**GIVEN TEXT**
Friday, 1 August 2008

Garden bursting with dyes

This is the time of the year when I feel almost overwhelmed by the anount of dye in the garden. I have a sense of the dye garden exploding with colour. Dyers greenweed (genista tinctoria is bursting into flower, golden rod (solidago canadensis) is almost in full bloom, There is loads of yarrow ( achilleia miliefolium) and meadow sweet, the dyer's chamomile (anthemis tinctoria)is awash with golden flowers and the dyer knotweed polygonum inctoria and Chinese woad (isatis indogitica )in the new bed are doing really well. The colours are strong and vibrant too.

What is a poor dyer to do? Surprisingly enough during the year the yellows and greens are the colours I most often run out of, for example the green I made from overdying the yellow from dyers chamomile with indigo has already gone into making a bag , ( the one in the middle top). So this year, I thought I would dye a lot especially with the genista and with the golden rod as neither of these seem to give such a good colour after drying. I don't think that weld does either but it is such a strong dye I don't think we realise how much is lost. Sometime ago Kevin from the Online Guild of Weavers Spinners and Dyers generously sent me his method for making an extract from weld so I think I might try this. Then I found myself thinking maybe I would freeze some golden rod as our freezer is seriously underused. I wonder whether anyone has tried this I know Bettina freezes dyers chamomile and India in EcoColour says she freezes a lot so I might try that.

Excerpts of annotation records

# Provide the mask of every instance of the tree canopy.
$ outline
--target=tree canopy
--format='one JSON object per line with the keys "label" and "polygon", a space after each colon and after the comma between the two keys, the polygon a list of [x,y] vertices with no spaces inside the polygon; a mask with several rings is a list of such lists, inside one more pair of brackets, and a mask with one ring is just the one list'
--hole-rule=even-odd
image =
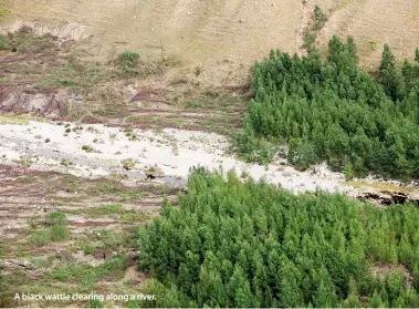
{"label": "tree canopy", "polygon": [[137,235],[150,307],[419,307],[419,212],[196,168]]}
* * *
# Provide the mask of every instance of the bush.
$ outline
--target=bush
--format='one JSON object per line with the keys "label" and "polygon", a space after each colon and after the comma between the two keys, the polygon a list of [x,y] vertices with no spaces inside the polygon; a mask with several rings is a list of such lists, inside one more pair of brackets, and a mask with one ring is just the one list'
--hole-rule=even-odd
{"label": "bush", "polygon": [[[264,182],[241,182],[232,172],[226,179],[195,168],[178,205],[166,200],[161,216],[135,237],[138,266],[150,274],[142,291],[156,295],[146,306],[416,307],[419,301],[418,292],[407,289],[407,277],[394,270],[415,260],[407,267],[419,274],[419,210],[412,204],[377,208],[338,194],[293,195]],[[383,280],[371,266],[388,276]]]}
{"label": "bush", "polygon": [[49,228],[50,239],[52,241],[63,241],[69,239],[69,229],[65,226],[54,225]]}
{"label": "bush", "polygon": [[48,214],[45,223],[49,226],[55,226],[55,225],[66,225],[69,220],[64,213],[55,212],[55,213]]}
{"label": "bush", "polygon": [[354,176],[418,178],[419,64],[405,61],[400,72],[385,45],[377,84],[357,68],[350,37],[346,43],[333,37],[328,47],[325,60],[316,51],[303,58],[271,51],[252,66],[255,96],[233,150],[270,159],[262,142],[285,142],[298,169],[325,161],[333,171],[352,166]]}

**WORK REQUIRED**
According to the dye garden post, which two plants does the writer intend to dye a lot with this year?

**RESPONSE BELOW**
Genista and golden rod.